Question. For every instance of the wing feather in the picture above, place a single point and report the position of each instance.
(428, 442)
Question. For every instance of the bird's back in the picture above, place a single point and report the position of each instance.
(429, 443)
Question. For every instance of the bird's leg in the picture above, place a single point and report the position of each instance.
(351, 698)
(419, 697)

(Your instructions): Reprint the listing above. Keep every line exactly as it is.

(Reply):
Question. For every instance of the wing feather in the picture above, place a single point and report the position of each instance.
(428, 442)
Question. For every instance of the bird's back in the picture above, place a single point and report the position of each instance.
(429, 443)
Question. For every instance of the bird's leg in the picture above, place a single point and report the position of each instance.
(351, 698)
(419, 697)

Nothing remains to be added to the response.